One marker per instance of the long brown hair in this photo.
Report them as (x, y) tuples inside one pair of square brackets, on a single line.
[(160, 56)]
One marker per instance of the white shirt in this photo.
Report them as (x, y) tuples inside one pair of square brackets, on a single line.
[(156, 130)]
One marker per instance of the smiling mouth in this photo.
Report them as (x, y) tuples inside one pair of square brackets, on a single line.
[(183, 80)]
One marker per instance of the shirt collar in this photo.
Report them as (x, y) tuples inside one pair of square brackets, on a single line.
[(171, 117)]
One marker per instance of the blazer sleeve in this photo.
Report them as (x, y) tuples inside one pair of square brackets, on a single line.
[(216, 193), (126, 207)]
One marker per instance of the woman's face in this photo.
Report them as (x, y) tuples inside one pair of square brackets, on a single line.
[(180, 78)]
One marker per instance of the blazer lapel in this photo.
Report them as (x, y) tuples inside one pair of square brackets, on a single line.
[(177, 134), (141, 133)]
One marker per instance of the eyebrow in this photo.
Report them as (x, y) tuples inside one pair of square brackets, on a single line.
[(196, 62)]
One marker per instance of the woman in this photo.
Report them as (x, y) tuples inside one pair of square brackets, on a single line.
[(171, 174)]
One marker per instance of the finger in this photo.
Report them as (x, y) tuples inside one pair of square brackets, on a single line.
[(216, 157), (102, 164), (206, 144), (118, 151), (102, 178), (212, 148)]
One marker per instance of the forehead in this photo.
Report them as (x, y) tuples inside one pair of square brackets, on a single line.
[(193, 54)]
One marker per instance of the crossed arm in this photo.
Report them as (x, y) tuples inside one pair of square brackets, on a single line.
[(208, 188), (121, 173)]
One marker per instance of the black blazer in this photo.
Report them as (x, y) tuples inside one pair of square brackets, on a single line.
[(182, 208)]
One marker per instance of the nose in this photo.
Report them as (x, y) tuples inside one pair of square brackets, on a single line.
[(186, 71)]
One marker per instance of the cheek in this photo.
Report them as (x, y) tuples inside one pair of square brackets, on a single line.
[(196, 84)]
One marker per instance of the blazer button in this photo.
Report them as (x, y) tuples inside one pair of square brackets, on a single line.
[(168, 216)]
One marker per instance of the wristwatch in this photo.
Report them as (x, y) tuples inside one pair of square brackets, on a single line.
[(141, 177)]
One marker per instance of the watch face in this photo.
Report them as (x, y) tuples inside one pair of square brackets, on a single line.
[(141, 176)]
...
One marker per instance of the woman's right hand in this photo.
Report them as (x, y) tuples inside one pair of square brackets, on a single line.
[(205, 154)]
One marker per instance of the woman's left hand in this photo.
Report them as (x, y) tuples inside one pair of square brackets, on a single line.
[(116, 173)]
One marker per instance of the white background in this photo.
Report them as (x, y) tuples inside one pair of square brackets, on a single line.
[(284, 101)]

> [Written request]:
Starting with the line with "One marker per instance of the white background" and going on through the line with "[(284, 101)]", both included, turn that material into a JSON list of strings with one string per line and no blank lines.

> [Full answer]:
[
  "One marker per instance of the white background in this photo.",
  "Report them as (x, y) tuples inside one pair of square brackets, on a single line.",
  "[(284, 101)]"
]